Begin Page excerpt
Section 75(2) factors

  1. The wife has a Masters degree in psychology and works in this field in the public service. She also conducts a part time business from her home. Her income is in the order of $80,000 a year. The husband has no tertiary qualifications. He is employed as a police officer and I infer that this employment is secure. He earns in the order of $68,000 from his employment. I take into account the income disparity between the parties but I recognise that after tax  the difference is only about half of the difference in the gross incomes.

  2. The wife has the primary care of the four children. It will be some ten years before the youngest attains the age of 18 years. This is clearly a significant factor to be taken into account in her favour. I take into account however that as a result of the orders I made in relation to the children the husband will have the children in his care for four nights a fortnight.  The wife could if she wished obtain child support in the order of $90 a week from the husband and, when I consider this aspect of the case, I do not propose to take into account the fact that she may choose to forego this income.

  3. There are no other relevant matters under s.75(2) in so far as property is concerned.
End Page excerpt
Begin Data section
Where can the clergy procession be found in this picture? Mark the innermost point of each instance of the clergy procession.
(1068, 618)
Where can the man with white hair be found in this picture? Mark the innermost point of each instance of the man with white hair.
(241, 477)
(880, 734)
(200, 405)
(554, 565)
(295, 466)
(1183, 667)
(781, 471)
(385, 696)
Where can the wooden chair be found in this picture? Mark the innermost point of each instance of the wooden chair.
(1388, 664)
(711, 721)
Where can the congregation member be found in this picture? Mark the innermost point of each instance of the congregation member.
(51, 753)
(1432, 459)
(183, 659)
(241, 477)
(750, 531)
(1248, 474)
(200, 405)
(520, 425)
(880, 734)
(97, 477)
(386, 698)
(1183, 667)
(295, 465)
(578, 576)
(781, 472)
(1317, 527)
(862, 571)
End Data section
> Job: According to the Section 75(2) factors excerpt, what work does the husband do? These entries were taken from a different source than the text.

> Answer to the problem: He is employed as a police officer.